Selected extract:

┌──

Quite agree,this is no wartime situation.
However it is the year of our Lord 2010,with its instant communications and numerous other hi-tec facilities.
Many of those stuck in Madrid have already travelled long distances under their own steam having been advised to do so.
Many have young children and babies,not to mention all the old timers.
Many have no money left or anywhere to stay.
Yet they are still stuck there,... even today,... with not a single person to advise them or any of the promised road transport available.
Meanwhile Brown still continues ranting on about what a wonderful guy he is arranging all manner of assistance to these ppl.,in order to try and scrape together a few more votes.
Pathetic.
Doubt if he could even organise the proverbial pee up at a brewery


----------



## mrypg9 (Apr 26, 2008)

littleredrooster said:


> Quite agree,this is no wartime situation.
> However it is the year of our Lord 2010,with its instant communications and numerous other hi-tec facilities.
> Many of those stuck in Madrid have already travelled long distances under their own steam having been advised to do so.
> Many have young children and babies,not to mention all the old timers.
> ...


I honestly don't see what Gordon Brown has got to do with all this. I'm sorry for people who are stuck and with small children it doesn't bear thinking about. But.....

└──

Tasks to complete:
A) Rewrite the passage of the forum thread on travelers stranded in Madrid, starting with "Meanwhile Brown still" and going on through "few more votes.", and substitute "boasting" for "ranting on".
B) Continue the forum thread on travelers stranded in Madrid from its final post.

Extracted information:
┌──

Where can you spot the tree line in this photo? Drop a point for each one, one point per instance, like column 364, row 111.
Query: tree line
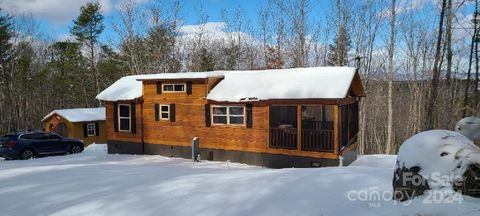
column 413, row 60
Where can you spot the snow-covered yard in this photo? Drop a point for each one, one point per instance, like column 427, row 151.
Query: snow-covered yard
column 94, row 183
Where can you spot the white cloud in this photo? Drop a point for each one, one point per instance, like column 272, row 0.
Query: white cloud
column 214, row 31
column 55, row 11
column 121, row 3
column 65, row 37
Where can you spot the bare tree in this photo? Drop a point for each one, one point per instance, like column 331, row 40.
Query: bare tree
column 391, row 49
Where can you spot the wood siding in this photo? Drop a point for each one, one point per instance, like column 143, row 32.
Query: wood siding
column 75, row 130
column 190, row 122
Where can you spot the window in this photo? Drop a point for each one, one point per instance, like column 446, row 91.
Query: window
column 91, row 129
column 228, row 115
column 164, row 112
column 173, row 87
column 124, row 118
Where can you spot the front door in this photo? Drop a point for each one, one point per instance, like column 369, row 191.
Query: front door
column 283, row 127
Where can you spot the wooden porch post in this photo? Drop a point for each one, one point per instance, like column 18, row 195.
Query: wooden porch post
column 299, row 127
column 336, row 121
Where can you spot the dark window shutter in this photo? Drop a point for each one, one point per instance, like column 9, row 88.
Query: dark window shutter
column 85, row 133
column 172, row 112
column 97, row 129
column 189, row 87
column 134, row 120
column 115, row 116
column 157, row 112
column 159, row 87
column 249, row 116
column 207, row 115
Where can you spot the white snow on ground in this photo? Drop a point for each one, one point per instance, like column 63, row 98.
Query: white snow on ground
column 94, row 183
column 79, row 114
column 377, row 160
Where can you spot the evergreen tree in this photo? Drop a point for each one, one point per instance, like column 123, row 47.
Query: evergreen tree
column 206, row 60
column 6, row 33
column 87, row 28
column 338, row 51
column 65, row 64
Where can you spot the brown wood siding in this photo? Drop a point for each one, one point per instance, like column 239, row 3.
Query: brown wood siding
column 190, row 123
column 123, row 136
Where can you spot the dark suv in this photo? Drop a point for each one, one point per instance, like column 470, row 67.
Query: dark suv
column 27, row 145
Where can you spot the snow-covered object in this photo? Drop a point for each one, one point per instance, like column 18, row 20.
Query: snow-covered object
column 439, row 157
column 469, row 127
column 79, row 114
column 438, row 151
column 295, row 83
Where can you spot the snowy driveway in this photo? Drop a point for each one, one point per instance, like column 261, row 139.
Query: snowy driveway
column 94, row 183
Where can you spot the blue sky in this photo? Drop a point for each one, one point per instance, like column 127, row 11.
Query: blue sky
column 55, row 16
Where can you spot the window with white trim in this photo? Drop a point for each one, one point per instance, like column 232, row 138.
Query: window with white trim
column 228, row 115
column 164, row 112
column 91, row 130
column 179, row 87
column 124, row 117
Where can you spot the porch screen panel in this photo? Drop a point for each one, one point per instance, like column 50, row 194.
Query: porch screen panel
column 317, row 128
column 283, row 127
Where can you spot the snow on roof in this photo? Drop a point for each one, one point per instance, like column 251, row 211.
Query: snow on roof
column 79, row 114
column 130, row 87
column 185, row 75
column 295, row 83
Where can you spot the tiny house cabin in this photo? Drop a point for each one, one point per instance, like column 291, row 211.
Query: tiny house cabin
column 87, row 124
column 302, row 117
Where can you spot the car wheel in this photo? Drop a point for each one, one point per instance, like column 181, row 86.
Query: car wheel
column 27, row 154
column 75, row 149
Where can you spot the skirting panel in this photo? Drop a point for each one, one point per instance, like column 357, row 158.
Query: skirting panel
column 252, row 158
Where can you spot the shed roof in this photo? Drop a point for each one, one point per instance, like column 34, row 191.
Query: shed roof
column 79, row 114
column 238, row 86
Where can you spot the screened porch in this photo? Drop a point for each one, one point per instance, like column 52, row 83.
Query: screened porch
column 312, row 127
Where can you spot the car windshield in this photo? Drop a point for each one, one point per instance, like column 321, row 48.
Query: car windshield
column 8, row 136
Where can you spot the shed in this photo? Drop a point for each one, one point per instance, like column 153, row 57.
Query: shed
column 87, row 124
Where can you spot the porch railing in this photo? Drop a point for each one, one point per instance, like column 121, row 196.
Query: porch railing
column 317, row 140
column 284, row 138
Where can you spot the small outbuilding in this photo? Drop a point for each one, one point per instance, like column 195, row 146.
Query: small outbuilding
column 87, row 124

└──

Answer set:
A)
Meanwhile Brown still continues boasting about what a wonderful guy he is arranging all manner of assistance to these ppl.,in order to try and scrape together a few more votes.

B)
They are people who went on holiday or abroad on business. They made private arrangements with airlines and tour operators. So why should you and I be asked to pay towards getting them home? What on earth would Maggie Thatcher have thought about this kind of Government intervention? Either you want the state to hold your hand or you don't and I don't.
And although I have as little time for Brown as I have for Cameron he did manage to organise a globally emulated bail-out package to avert the worst of the crisis, for which he was lauded by many world leaders - although Sarko claimed he thought of the idea first!!!! 
Politics, elections, and erupting volcanos are separate matters imo and unless you are Icelandic, governments should stay clear. To me, Brown's sin was to involve the state at all in what is a private matter.


----------



## jojo (Sep 20, 2007)

mrypg9 said:


> I honestly don't see what Gordon Brown has got to do with all this. I'm sorry for people who are stuck and with small children it doesn't bear thinking about. But.....
> They are people who went on holiday or abroad on business. They made private arrangements with airlines and tour operators. So why should you and I be asked to pay towards getting them home? What on earth would Maggie Thatcher have thought about this kind of Government intervention? Either you want the state to hold your hand or you don't and I don't.
> And although I have as little time for Brown as I have for Cameron he did manage to organise a globally emulated bail-out package to avert the worst of the crisis, for which he was lauded by many world leaders - although Sarko claimed he thought of the idea first!!!!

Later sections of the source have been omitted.